Items from a data source =>
= = = =
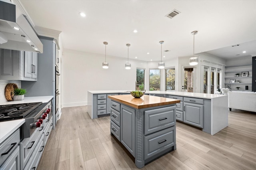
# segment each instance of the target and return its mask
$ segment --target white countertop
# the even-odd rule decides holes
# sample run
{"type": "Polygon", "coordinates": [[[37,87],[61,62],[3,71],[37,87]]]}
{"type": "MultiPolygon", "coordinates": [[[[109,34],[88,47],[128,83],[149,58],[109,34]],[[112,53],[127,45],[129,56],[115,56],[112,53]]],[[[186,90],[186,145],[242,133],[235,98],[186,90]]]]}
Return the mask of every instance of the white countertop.
{"type": "MultiPolygon", "coordinates": [[[[92,94],[103,94],[103,93],[130,93],[130,92],[127,92],[127,90],[97,90],[88,91],[92,94]]],[[[225,97],[226,95],[214,94],[206,94],[199,93],[182,92],[181,91],[146,91],[145,94],[159,94],[164,95],[174,95],[176,96],[182,96],[184,97],[197,97],[199,98],[211,99],[216,97],[225,97]]]]}
{"type": "Polygon", "coordinates": [[[47,103],[51,100],[53,97],[53,96],[25,97],[23,100],[5,101],[0,103],[0,105],[13,105],[14,104],[27,103],[34,102],[47,103]]]}
{"type": "Polygon", "coordinates": [[[25,119],[0,122],[0,144],[25,123],[25,119]]]}

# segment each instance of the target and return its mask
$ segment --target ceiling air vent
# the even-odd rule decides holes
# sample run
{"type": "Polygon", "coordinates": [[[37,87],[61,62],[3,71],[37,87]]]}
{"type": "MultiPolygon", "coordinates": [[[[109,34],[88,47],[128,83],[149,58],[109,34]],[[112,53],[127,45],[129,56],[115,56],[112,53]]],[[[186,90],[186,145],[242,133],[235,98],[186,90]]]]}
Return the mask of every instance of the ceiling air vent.
{"type": "Polygon", "coordinates": [[[165,16],[170,18],[172,18],[173,17],[176,16],[180,13],[180,12],[177,11],[177,10],[172,10],[172,11],[171,12],[167,15],[166,15],[165,16]]]}

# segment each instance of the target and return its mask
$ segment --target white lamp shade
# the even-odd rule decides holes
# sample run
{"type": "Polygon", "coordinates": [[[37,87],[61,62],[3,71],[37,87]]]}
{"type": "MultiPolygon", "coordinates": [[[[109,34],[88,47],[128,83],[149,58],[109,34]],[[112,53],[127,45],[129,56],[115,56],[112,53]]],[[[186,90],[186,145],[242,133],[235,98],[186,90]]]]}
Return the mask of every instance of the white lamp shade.
{"type": "Polygon", "coordinates": [[[189,59],[189,65],[197,65],[198,63],[198,58],[197,57],[193,57],[189,59]]]}
{"type": "Polygon", "coordinates": [[[104,69],[108,68],[108,63],[107,62],[103,62],[102,63],[102,68],[104,69]]]}
{"type": "Polygon", "coordinates": [[[158,63],[158,69],[162,69],[164,68],[164,63],[163,62],[160,62],[158,63]]]}
{"type": "Polygon", "coordinates": [[[129,63],[125,64],[125,69],[128,70],[131,69],[131,64],[129,63]]]}

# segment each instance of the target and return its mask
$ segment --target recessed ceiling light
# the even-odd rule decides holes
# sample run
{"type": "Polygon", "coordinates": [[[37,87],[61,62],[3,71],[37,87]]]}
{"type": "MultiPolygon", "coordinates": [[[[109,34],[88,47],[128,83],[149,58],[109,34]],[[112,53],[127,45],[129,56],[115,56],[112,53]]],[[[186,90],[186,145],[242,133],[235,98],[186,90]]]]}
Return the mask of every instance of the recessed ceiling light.
{"type": "Polygon", "coordinates": [[[83,17],[85,17],[85,16],[86,16],[85,14],[82,12],[79,12],[79,15],[80,15],[81,16],[82,16],[83,17]]]}
{"type": "Polygon", "coordinates": [[[20,30],[20,29],[18,28],[15,27],[13,27],[13,28],[16,30],[20,30]]]}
= = = =
Aim =>
Reproduce the material above line for line without any alteration, leaving out the pictures.

Full response =>
# segment each instance of the target and return its mask
$ segment --target white countertop
# the even-odd rule decides holes
# sample run
{"type": "Polygon", "coordinates": [[[37,87],[61,62],[3,71],[37,87]]]}
{"type": "MultiPolygon", "coordinates": [[[[109,34],[88,47],[128,83],[149,58],[109,34]],[[112,53],[127,45],[129,56],[115,56],[112,53]]],[[[186,90],[186,145],[242,133],[235,98],[186,90]]]]}
Return the mask of every instance of the white countertop.
{"type": "MultiPolygon", "coordinates": [[[[92,94],[103,94],[103,93],[130,93],[130,92],[127,92],[127,90],[97,90],[88,91],[92,94]]],[[[225,97],[226,95],[214,94],[206,94],[199,93],[182,92],[181,91],[146,91],[145,94],[159,94],[164,95],[174,95],[176,96],[182,96],[184,97],[197,97],[199,98],[211,99],[216,97],[225,97]]]]}
{"type": "Polygon", "coordinates": [[[47,103],[51,100],[53,97],[53,96],[25,97],[23,100],[5,101],[0,103],[0,105],[13,105],[14,104],[27,103],[34,102],[47,103]]]}
{"type": "Polygon", "coordinates": [[[25,119],[0,122],[0,144],[25,123],[25,119]]]}

# segment each instance of the target and return its mask
$ segment --target ceiling air vent
# the even-odd rule decides holes
# sample run
{"type": "Polygon", "coordinates": [[[37,87],[61,62],[3,71],[37,87]]]}
{"type": "MultiPolygon", "coordinates": [[[[109,34],[88,47],[128,83],[149,58],[109,34]],[[112,53],[127,45],[129,56],[115,56],[112,53]]],[[[186,90],[186,145],[242,133],[235,98],[186,90]]]]}
Return the mask of every instance of the ceiling air vent.
{"type": "Polygon", "coordinates": [[[165,16],[170,18],[172,18],[173,17],[176,16],[180,13],[180,12],[177,11],[177,10],[172,10],[172,11],[171,12],[167,15],[166,15],[165,16]]]}

# segment each instance of the target and return its mask
$ segment --target white lamp shade
# the even-odd rule decides holes
# sample run
{"type": "Polygon", "coordinates": [[[37,87],[61,62],[3,71],[37,87]]]}
{"type": "MultiPolygon", "coordinates": [[[[109,34],[88,47],[128,83],[149,58],[109,34]],[[112,53],[127,45],[129,56],[115,56],[112,53]]],[[[186,90],[186,145],[242,133],[235,98],[186,90]]]]}
Return the mask of every instance of the white lamp shade.
{"type": "Polygon", "coordinates": [[[189,59],[189,65],[197,65],[198,63],[198,58],[197,57],[193,57],[189,59]]]}
{"type": "Polygon", "coordinates": [[[104,69],[108,68],[108,63],[107,62],[103,62],[102,63],[102,68],[104,69]]]}
{"type": "Polygon", "coordinates": [[[158,63],[158,69],[162,69],[164,68],[164,63],[163,62],[160,62],[158,63]]]}
{"type": "Polygon", "coordinates": [[[129,63],[125,64],[125,69],[128,70],[131,69],[131,64],[129,63]]]}

# segment each instance of the target and return its mask
$ segment --target recessed ceiling light
# the even-odd rule decides holes
# sample run
{"type": "Polygon", "coordinates": [[[37,87],[61,62],[3,71],[37,87]]]}
{"type": "MultiPolygon", "coordinates": [[[[109,34],[88,47],[128,83],[149,58],[109,34]],[[112,53],[127,45],[129,56],[115,56],[112,53]]],[[[186,90],[186,145],[242,133],[235,98],[186,90]]]]}
Return the mask of every instance of the recessed ceiling light.
{"type": "Polygon", "coordinates": [[[83,17],[85,17],[85,16],[86,16],[85,14],[82,12],[79,12],[79,15],[80,15],[81,16],[82,16],[83,17]]]}
{"type": "Polygon", "coordinates": [[[20,30],[20,29],[18,28],[15,27],[13,27],[13,28],[16,30],[20,30]]]}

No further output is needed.